(Some records)
◇ ◇ ◇ ◇

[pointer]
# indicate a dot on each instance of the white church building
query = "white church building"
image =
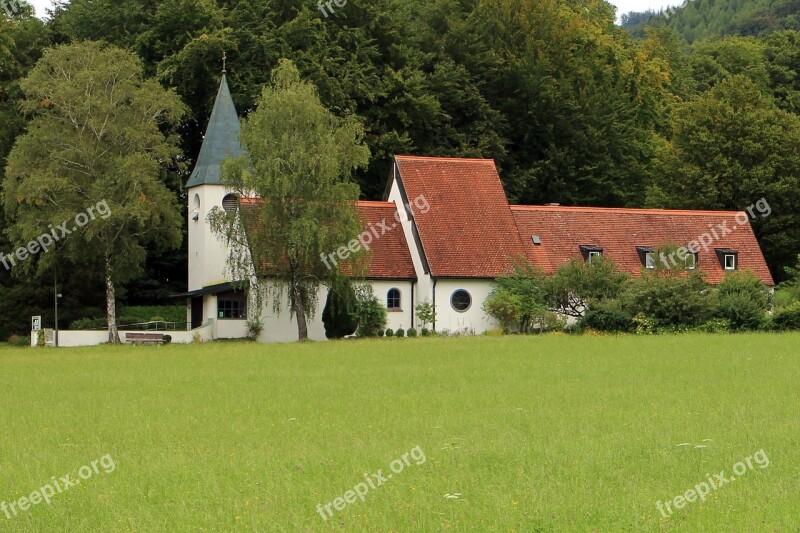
(443, 233)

◇ ◇ ◇ ◇

__Written request__: Please switch "church" to "chapel" throughout the data above, leaving everything else unchanged and leaving the pictures out of your answer.

__Answer to this task__:
[pointer]
# indicate a dot on each instance of the white chapel building
query = "white chapel building"
image =
(443, 233)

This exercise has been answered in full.